> PROBLEM REQUIREMENTS:
Each line of the listing below must be set down exactly.

> DATA EXCERPTS:
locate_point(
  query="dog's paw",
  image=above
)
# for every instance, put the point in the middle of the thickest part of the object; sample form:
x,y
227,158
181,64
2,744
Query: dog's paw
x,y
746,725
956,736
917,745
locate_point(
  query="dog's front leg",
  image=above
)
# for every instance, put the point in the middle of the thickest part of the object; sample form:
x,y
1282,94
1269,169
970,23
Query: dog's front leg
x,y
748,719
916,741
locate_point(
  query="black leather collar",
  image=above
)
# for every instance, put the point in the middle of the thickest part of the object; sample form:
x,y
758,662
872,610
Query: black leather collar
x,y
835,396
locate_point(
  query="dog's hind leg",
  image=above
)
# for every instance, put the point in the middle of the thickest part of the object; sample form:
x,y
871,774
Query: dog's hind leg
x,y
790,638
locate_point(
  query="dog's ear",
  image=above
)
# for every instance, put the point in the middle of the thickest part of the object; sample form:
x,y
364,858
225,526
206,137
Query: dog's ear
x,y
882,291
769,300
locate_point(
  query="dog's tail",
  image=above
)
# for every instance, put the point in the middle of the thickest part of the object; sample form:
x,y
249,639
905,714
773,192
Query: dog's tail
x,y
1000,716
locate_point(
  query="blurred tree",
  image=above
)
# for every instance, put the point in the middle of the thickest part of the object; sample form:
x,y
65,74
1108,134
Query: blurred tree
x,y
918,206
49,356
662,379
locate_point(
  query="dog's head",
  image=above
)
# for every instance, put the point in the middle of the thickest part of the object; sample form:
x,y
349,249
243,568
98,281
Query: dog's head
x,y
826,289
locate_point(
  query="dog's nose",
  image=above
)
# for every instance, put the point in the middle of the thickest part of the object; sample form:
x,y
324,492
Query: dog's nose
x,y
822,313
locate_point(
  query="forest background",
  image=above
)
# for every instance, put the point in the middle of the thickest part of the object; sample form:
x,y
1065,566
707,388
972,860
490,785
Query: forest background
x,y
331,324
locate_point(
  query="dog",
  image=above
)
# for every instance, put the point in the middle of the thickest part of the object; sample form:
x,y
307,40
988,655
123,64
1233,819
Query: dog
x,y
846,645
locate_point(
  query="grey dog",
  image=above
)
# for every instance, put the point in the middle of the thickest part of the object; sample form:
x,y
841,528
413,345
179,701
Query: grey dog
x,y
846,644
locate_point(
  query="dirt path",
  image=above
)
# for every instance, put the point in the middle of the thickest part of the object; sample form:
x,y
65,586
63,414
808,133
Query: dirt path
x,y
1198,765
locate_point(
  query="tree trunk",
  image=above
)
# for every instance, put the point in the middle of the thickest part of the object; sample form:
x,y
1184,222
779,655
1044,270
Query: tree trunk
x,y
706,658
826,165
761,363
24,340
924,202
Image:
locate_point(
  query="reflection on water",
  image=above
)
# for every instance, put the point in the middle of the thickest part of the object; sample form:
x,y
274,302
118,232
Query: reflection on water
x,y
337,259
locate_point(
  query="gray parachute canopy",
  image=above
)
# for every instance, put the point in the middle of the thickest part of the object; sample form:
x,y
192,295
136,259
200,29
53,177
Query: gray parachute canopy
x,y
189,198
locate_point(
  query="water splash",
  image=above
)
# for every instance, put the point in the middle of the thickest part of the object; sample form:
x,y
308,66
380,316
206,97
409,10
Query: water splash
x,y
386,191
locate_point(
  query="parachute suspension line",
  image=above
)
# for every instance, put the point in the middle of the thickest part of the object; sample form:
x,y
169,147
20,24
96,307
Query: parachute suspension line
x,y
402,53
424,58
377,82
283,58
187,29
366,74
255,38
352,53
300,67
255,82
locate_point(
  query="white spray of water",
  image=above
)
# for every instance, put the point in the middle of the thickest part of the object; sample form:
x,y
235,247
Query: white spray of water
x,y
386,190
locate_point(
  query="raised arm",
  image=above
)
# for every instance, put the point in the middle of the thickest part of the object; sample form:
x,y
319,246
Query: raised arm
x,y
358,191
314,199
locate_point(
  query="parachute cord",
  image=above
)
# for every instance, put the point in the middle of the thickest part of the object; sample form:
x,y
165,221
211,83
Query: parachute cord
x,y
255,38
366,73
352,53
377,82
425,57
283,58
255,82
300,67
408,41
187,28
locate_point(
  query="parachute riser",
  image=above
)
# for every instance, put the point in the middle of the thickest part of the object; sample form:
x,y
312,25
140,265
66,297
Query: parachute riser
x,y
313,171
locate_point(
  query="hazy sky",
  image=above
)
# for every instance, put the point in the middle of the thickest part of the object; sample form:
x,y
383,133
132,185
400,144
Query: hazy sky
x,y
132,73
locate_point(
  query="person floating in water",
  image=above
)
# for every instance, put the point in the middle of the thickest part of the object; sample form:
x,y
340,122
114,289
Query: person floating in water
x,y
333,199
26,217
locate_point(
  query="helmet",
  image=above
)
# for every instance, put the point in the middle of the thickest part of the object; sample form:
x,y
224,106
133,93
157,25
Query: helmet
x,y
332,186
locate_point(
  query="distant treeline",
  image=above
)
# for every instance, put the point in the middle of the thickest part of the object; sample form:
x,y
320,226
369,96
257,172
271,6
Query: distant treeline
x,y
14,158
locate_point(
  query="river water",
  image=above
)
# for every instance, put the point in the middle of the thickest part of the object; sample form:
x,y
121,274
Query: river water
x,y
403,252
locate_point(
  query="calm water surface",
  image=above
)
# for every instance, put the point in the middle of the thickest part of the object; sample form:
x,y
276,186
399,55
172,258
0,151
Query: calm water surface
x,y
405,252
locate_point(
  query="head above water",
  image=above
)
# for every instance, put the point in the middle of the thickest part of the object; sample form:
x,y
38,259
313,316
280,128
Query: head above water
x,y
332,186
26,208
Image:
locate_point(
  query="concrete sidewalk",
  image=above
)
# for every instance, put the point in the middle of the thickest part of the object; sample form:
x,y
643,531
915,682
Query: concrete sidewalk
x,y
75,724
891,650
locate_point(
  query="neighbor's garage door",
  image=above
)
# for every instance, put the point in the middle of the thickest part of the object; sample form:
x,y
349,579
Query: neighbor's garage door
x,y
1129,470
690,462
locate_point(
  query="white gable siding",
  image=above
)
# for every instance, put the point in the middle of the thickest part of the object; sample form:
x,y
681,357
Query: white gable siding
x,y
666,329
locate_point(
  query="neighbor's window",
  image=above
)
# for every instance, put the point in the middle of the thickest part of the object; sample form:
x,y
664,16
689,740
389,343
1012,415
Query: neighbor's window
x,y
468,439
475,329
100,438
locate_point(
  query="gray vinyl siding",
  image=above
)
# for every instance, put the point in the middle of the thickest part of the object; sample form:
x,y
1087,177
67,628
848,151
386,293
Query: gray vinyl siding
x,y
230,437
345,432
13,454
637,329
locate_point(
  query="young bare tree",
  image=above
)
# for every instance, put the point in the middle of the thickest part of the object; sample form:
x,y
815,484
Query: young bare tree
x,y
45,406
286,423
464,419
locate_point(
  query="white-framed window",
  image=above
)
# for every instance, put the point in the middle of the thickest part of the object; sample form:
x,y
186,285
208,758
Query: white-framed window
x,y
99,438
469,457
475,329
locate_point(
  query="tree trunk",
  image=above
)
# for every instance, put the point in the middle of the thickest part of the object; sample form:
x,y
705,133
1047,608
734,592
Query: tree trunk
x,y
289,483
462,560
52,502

> SOLUTION TO THIS EXERCISE:
locate_point(
  query="dog's paw",
  image=above
)
# for every instance, put the point in the middle of the thickest part of the object; sample form:
x,y
227,158
181,64
2,744
Query: dog's paw
x,y
746,725
956,736
917,745
locate_point(
  query="dog's front leg",
  image=above
)
# for every instance, put the point in the middle of the thickest part of the object; sample form:
x,y
1282,94
1269,169
970,23
Query: dog's front leg
x,y
748,719
916,741
locate_point(
  query="black leather collar",
  image=above
)
# for every instance, put the point in the middle of the thickest part of the object; sample form:
x,y
758,662
872,610
Query: black leather collar
x,y
835,396
locate_point(
  query="dog's hind leg",
  image=above
)
# for every instance, put the point in the middle of the thickest part of the object; sample form:
x,y
871,774
Query: dog's hind leg
x,y
790,638
locate_point(
  query="dog's ear",
  image=above
)
# for every instance, put the point in the middle of the thickest part of the object; sample form:
x,y
364,858
225,526
206,137
Query: dog's ear
x,y
882,291
769,300
locate_point(
  query="dog's tail",
  image=above
)
# for every instance, put the point in the middle of the thickest part of the object; sample form:
x,y
249,639
905,714
773,192
Query: dog's tail
x,y
1000,716
locate_point(
  query="blurred tree",
  image=above
)
# for every instance, put the point in the middle of the thickest part of the object; sample form:
x,y
65,74
1108,134
Query: blurred tree
x,y
918,206
49,356
662,379
locate_point(
  query="dog's head",
  image=above
)
# for every instance, put the point in the middle of the thickest part of the object; sample form:
x,y
349,249
243,568
98,281
Query: dog's head
x,y
826,289
locate_point(
  query="dog's nose",
  image=above
)
# for every instance, put the point in the middle of the thickest part of the object; sample form:
x,y
324,492
Query: dog's nose
x,y
822,313
locate_point(
  query="forest background",
  image=above
)
# for every instance, put the point in the middle of the thickest part of the object; sample form:
x,y
1065,566
707,388
972,860
490,785
Query: forest background
x,y
331,324
locate_point(
  query="dog",
  image=above
)
# for every instance, put the point in the middle of the thickest part of the object; sample form:
x,y
307,40
988,655
123,64
1233,819
Query: dog
x,y
846,645
locate_point(
  query="grey dog",
  image=above
)
# for every instance, put the point in the middle of the thickest part of the object; sample form:
x,y
841,528
413,345
179,701
Query: grey dog
x,y
846,644
locate_point(
  query="dirt path",
  image=above
)
# for every instance, put the point in the middle of the thickest part of the object; sample form:
x,y
65,586
63,414
808,133
Query: dirt path
x,y
1198,765
locate_point(
  query="tree trunk",
  image=above
)
# for every instance, put the point in the middle of the thickest part of the object; sample form:
x,y
1184,222
779,655
1044,270
Query: tree trunk
x,y
706,658
826,165
761,363
24,340
924,202
Image:
locate_point(
  query="reflection on water",
  image=above
)
# for every instance, put the point in the middle of the thickest part of the object; sample form:
x,y
274,302
118,232
Query: reflection on water
x,y
337,259
locate_point(
  query="gray parachute canopy",
  image=above
)
# for every instance, put the point in the middle of the thickest part of the object; sample form:
x,y
192,295
136,259
200,29
53,177
Query: gray parachute canopy
x,y
189,198
locate_point(
  query="water splash",
  image=above
)
# for every instance, put the point in the middle of the thickest part of the object; sample form:
x,y
308,66
380,316
206,97
409,10
Query: water splash
x,y
386,191
locate_point(
  query="parachute suspension line",
  image=above
)
# for every instance, put the point in the middle of the thickest part of the object; sample form:
x,y
169,147
20,24
96,307
Query: parachute suspension line
x,y
402,53
424,58
377,82
283,58
187,29
366,74
255,38
352,53
300,67
255,82
locate_point(
  query="white spray of water",
  image=above
)
# for every instance, put the point in the middle of the thickest part of the object; sample form:
x,y
235,247
Query: white spray of water
x,y
386,190
locate_point(
  query="raised arm",
  image=above
)
# for every instance, put the point in the middle of the thickest part of the object; sample form:
x,y
319,246
Query: raised arm
x,y
358,191
314,199
locate_point(
  query="parachute cord",
  image=above
)
# for every instance, put the point in the middle of the thickest part of the object; sample form:
x,y
165,221
211,83
Query: parachute cord
x,y
255,38
366,73
352,53
377,82
425,57
283,58
255,82
300,67
408,41
187,28
locate_point(
  query="parachute riser",
  image=above
)
# for every instance, put the point in the middle of the thickest part of the object; sample form:
x,y
312,25
140,265
66,297
Query: parachute riser
x,y
313,171
locate_point(
  query="hazy sky",
  image=above
)
# for every instance, put the point in the middle of the thickest part of the object; sample form:
x,y
383,133
132,185
400,144
Query: hazy sky
x,y
132,73
locate_point(
  query="person floating in water",
  image=above
)
# for every instance, put the point in the middle of the thickest part of the object; sample form:
x,y
340,122
114,289
Query: person floating in water
x,y
333,199
26,217
locate_point(
  query="helmet",
  image=above
)
# for every instance, put the point in the middle of the thickest part of the object; sample form:
x,y
224,106
133,93
157,25
Query: helmet
x,y
332,186
locate_point(
  query="distant treeline",
  image=above
)
# for every instance, put the point in the middle of the thickest part of the object; sample form:
x,y
320,226
369,96
257,172
271,6
Query: distant treeline
x,y
14,158
locate_point(
  query="river water",
  image=above
)
# for every instance, put the point in the middle of the thickest part of the object; sample form:
x,y
121,274
Query: river water
x,y
403,252
locate_point(
  query="calm water surface",
  image=above
)
# for every instance, put the point in the middle of the thickest part of the object; sample form:
x,y
276,186
399,55
172,258
0,151
Query: calm water surface
x,y
405,252
locate_point(
  query="head above water",
  image=above
)
# for every instance, put the point in the middle of the thickest part of the object; sample form:
x,y
38,259
313,316
280,128
Query: head above water
x,y
332,186
26,208
Image:
locate_point(
  query="concrete sidewalk",
  image=above
)
# for every instance, put the point in the middle of the thickest part of the object; sample form:
x,y
643,531
915,682
Query: concrete sidewalk
x,y
75,724
891,650
locate_point(
  query="neighbor's garage door",
  image=above
)
# for every instance, put the point in the middle of the thickest part of the object; sample form:
x,y
349,579
Query: neighbor's garage door
x,y
1129,470
690,462
locate_point(
  query="white gable siding",
  image=above
)
# for every instance, put the point in the middle of the thickest part of the object; sample form:
x,y
681,357
Query: white gable siding
x,y
666,329
locate_point(
  query="neighbor's window",
  image=above
)
# for every instance, put the point in the middle of the thickest part of the object; sample form:
x,y
664,16
689,740
389,343
1012,415
Query: neighbor's window
x,y
468,439
475,329
100,438
locate_point(
  query="gray vinyl siding",
  image=above
)
# for every instance, put the point in the middle of the thickest part of the object; sample form:
x,y
1087,177
67,628
848,151
386,293
Query: gray vinyl siding
x,y
230,437
345,432
13,454
637,329
locate_point(
  query="young bare tree",
  image=above
)
# for every instance, put the point in the middle of the thickest part of the object; sample form:
x,y
815,484
Query: young bare tree
x,y
45,406
286,423
464,419
locate_point(
  query="white-framed window",
  image=above
)
# for every instance, put the point in the middle of the thickest part of the object; sample form:
x,y
186,285
208,758
Query: white-framed window
x,y
99,438
469,457
475,329
locate_point(
  query="tree trunk",
  image=above
)
# for every instance, put the point in the middle of the thickest part of the object; sample form:
x,y
705,133
1047,608
734,592
Query: tree trunk
x,y
289,483
462,560
52,502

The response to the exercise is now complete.